# The data
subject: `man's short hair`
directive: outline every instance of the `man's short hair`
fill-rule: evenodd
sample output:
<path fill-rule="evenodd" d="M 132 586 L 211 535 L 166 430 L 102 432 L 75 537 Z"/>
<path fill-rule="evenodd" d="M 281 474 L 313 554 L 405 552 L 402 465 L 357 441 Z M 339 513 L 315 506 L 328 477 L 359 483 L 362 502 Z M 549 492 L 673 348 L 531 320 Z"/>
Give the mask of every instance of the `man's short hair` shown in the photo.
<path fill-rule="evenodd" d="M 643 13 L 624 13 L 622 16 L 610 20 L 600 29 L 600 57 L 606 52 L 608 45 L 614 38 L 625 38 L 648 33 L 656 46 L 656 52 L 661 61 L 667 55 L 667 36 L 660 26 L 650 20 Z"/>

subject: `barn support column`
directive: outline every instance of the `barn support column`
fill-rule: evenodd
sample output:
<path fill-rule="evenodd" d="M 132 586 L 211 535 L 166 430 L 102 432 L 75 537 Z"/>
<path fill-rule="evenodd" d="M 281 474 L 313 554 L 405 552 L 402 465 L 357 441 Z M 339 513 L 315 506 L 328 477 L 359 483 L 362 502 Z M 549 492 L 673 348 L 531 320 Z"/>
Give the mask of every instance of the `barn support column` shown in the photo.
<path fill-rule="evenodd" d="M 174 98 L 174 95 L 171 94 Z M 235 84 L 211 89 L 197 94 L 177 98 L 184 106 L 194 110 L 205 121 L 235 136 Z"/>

# Instructions to follow
Write the two items above out again, changing "sample output" to "example output" everywhere it appears and keeping everything else the same.

# Solution
subject: `man's short hair`
directive: outline every instance of the `man's short hair`
fill-rule: evenodd
example output:
<path fill-rule="evenodd" d="M 132 586 L 211 535 L 166 430 L 102 432 L 75 537 Z"/>
<path fill-rule="evenodd" d="M 281 474 L 313 554 L 405 552 L 402 465 L 357 441 Z M 339 513 L 315 506 L 328 477 L 359 483 L 362 502 Z M 549 492 L 673 348 L 531 320 Z"/>
Give the mask of every instance of the `man's short hair` shown in the photo.
<path fill-rule="evenodd" d="M 643 13 L 624 13 L 622 16 L 610 20 L 600 29 L 600 57 L 606 52 L 608 45 L 614 38 L 625 38 L 648 33 L 656 46 L 656 52 L 661 61 L 667 55 L 667 36 L 660 26 L 650 20 Z"/>

subject: `barn support column`
directive: outline every instance of the `barn support column`
fill-rule: evenodd
example output:
<path fill-rule="evenodd" d="M 132 586 L 211 535 L 166 430 L 102 432 L 75 537 Z"/>
<path fill-rule="evenodd" d="M 281 474 L 313 554 L 405 552 L 402 465 L 357 441 Z M 339 513 L 315 506 L 328 477 L 359 483 L 362 502 Z M 549 492 L 673 348 L 531 320 Z"/>
Give the mask of every instance of the `barn support column` shown in the photo.
<path fill-rule="evenodd" d="M 174 98 L 174 95 L 171 94 Z M 235 84 L 211 89 L 197 94 L 177 98 L 184 106 L 194 110 L 205 121 L 235 136 Z"/>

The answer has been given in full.